_COSA FARE_. Trascrivi tutte le righe dell'elenco qui sotto senza cambiare nulla.

[Elementi da una fonte di dati]
● ● ●

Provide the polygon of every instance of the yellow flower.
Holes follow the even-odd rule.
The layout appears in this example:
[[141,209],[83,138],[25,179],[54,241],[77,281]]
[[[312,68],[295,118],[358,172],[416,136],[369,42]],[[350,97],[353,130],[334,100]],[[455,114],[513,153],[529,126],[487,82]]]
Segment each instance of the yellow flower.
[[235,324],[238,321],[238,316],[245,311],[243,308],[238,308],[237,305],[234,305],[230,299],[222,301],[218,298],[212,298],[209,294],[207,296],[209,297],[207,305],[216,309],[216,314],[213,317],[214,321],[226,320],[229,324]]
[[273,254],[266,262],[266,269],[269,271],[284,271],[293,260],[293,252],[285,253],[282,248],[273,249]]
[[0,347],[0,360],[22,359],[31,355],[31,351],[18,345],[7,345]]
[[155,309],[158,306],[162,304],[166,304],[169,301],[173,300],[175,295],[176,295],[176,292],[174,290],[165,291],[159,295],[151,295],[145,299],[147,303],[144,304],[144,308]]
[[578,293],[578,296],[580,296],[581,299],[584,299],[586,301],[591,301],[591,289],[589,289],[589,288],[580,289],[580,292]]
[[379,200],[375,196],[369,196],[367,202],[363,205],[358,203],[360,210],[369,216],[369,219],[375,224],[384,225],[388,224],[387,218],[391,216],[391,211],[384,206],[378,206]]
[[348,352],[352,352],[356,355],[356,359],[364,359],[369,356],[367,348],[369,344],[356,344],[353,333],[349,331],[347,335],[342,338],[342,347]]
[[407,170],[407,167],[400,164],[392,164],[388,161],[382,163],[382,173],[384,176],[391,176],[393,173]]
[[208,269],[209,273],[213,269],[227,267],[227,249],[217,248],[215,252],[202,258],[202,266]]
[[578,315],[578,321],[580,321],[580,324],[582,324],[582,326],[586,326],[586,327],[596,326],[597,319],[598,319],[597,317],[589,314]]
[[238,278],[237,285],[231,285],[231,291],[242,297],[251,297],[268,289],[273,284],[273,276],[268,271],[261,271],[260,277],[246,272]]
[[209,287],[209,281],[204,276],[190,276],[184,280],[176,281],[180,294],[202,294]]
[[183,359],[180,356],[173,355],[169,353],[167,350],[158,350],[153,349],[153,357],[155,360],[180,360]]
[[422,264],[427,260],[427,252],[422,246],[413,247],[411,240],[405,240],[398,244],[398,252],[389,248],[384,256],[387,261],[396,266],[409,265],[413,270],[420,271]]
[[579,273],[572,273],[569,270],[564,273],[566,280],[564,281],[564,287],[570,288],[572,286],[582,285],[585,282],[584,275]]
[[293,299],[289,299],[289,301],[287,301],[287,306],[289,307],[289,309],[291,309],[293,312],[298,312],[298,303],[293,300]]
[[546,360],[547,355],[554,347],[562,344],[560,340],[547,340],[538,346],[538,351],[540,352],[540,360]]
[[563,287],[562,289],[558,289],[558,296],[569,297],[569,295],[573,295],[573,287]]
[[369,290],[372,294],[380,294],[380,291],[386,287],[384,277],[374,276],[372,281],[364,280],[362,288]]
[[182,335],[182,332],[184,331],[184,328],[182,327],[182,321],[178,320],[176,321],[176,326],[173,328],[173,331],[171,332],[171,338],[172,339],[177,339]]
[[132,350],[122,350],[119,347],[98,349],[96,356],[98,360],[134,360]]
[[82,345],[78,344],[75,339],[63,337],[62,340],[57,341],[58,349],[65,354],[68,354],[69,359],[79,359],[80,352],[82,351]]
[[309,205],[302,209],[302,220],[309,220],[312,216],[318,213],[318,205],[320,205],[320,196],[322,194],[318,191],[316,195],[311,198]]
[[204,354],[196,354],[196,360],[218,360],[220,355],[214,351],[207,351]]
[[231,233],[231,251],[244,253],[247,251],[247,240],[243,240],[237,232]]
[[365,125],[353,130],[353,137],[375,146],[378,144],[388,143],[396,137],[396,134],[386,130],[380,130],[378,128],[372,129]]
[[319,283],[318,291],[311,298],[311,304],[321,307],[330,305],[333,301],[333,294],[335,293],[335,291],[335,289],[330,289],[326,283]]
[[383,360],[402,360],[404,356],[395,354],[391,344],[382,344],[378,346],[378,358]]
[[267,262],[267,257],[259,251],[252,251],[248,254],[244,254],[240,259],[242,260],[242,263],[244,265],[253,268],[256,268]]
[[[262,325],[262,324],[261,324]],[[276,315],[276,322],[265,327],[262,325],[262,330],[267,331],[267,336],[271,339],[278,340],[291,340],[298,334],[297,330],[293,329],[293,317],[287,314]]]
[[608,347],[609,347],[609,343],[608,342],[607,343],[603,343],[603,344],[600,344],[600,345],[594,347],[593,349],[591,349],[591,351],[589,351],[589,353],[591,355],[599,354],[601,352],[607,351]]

● ● ●

_RISULTATO FINALE_.
Provide the polygon of every instance of the yellow flower.
Holes follow the even-odd rule.
The layout appears in this example:
[[141,209],[83,138],[25,179],[54,241],[77,281]]
[[[312,68],[295,118],[358,172],[416,136],[369,42]],[[350,97],[353,130],[334,100]],[[455,114],[513,153],[529,126],[487,82]]]
Segment each instance of the yellow flower.
[[235,324],[238,321],[238,316],[245,311],[243,308],[238,308],[237,305],[234,305],[230,299],[222,301],[218,298],[212,298],[209,294],[207,296],[209,297],[207,305],[216,309],[216,314],[213,317],[214,321],[226,320],[229,324]]
[[273,254],[266,262],[266,269],[269,271],[284,271],[293,260],[293,252],[285,253],[282,248],[273,249]]
[[0,347],[0,360],[22,359],[31,355],[31,351],[18,345],[7,345]]
[[155,309],[158,306],[162,304],[166,304],[169,301],[173,300],[175,295],[176,295],[176,292],[174,290],[165,291],[159,295],[151,295],[145,299],[147,303],[144,304],[144,308]]
[[578,293],[578,296],[580,296],[581,299],[584,299],[586,301],[591,301],[591,289],[589,289],[589,288],[580,289],[580,292]]
[[379,200],[375,196],[369,196],[367,202],[363,205],[358,203],[360,210],[369,216],[369,219],[375,224],[384,225],[388,224],[387,218],[391,216],[391,211],[384,206],[378,206]]
[[348,352],[352,352],[356,355],[356,359],[364,359],[369,356],[367,348],[369,344],[356,344],[353,333],[349,331],[347,335],[342,338],[342,347]]
[[407,170],[407,167],[400,164],[392,164],[388,161],[382,163],[382,173],[384,176],[391,176],[393,173]]
[[208,269],[209,273],[213,269],[227,267],[227,249],[217,248],[215,252],[202,258],[202,266]]
[[578,315],[578,321],[580,321],[580,324],[582,324],[582,326],[586,326],[586,327],[596,326],[597,319],[598,319],[597,317],[589,314]]
[[238,278],[237,285],[231,285],[231,291],[242,297],[251,297],[268,289],[273,284],[273,276],[268,271],[261,271],[260,277],[246,272]]
[[209,287],[209,281],[204,276],[190,276],[184,280],[176,281],[180,294],[202,294]]
[[183,359],[180,356],[173,355],[169,353],[167,350],[158,350],[153,349],[153,357],[155,360],[180,360]]
[[422,264],[427,260],[427,252],[422,246],[413,247],[411,240],[405,240],[398,244],[398,252],[389,248],[384,256],[387,261],[396,266],[409,265],[413,270],[420,271]]
[[579,273],[572,273],[569,270],[564,273],[566,280],[564,281],[564,287],[570,288],[572,286],[582,285],[585,282],[584,275]]
[[293,299],[289,299],[289,301],[287,301],[287,306],[289,307],[289,309],[291,309],[293,312],[298,312],[298,303],[293,300]]
[[546,360],[547,355],[554,347],[562,344],[560,340],[547,340],[538,346],[538,351],[540,352],[540,360]]
[[563,287],[562,289],[558,289],[558,296],[569,297],[569,295],[573,295],[573,287]]
[[369,290],[372,294],[380,294],[380,291],[386,287],[384,277],[374,276],[372,281],[364,280],[362,288]]
[[182,335],[182,332],[184,331],[184,328],[182,327],[182,321],[178,320],[176,321],[176,326],[173,328],[173,331],[171,332],[171,338],[172,339],[177,339]]
[[132,350],[122,350],[119,347],[98,349],[96,356],[98,360],[134,360]]
[[82,345],[78,344],[75,339],[63,337],[62,340],[57,341],[58,349],[65,354],[68,354],[69,359],[79,359],[80,352],[82,351]]
[[309,205],[302,209],[302,220],[309,220],[312,216],[318,213],[318,205],[320,205],[320,196],[322,194],[318,191],[316,195],[311,198]]
[[204,354],[196,354],[196,360],[218,360],[220,355],[214,351],[207,351]]
[[231,233],[231,251],[244,253],[247,251],[247,240],[243,240],[237,232]]
[[365,125],[353,130],[353,137],[375,146],[378,144],[388,143],[396,137],[396,134],[386,130],[380,130],[378,128],[372,129]]
[[319,283],[318,291],[311,298],[311,304],[321,307],[330,305],[333,301],[333,294],[335,293],[335,291],[335,289],[330,289],[326,283]]
[[383,360],[402,360],[404,356],[395,354],[391,344],[382,344],[378,346],[378,358]]
[[267,262],[267,257],[259,251],[252,251],[248,254],[244,254],[240,259],[242,260],[242,263],[244,265],[253,268],[256,268]]
[[[262,325],[262,324],[261,324]],[[276,315],[276,322],[265,327],[262,325],[262,330],[267,331],[267,336],[271,339],[278,340],[291,340],[298,334],[297,330],[293,329],[293,317],[287,314]]]
[[608,347],[609,347],[609,343],[608,342],[607,343],[603,343],[603,344],[600,344],[600,345],[594,347],[593,349],[591,349],[591,351],[589,351],[589,353],[591,355],[599,354],[601,352],[607,351]]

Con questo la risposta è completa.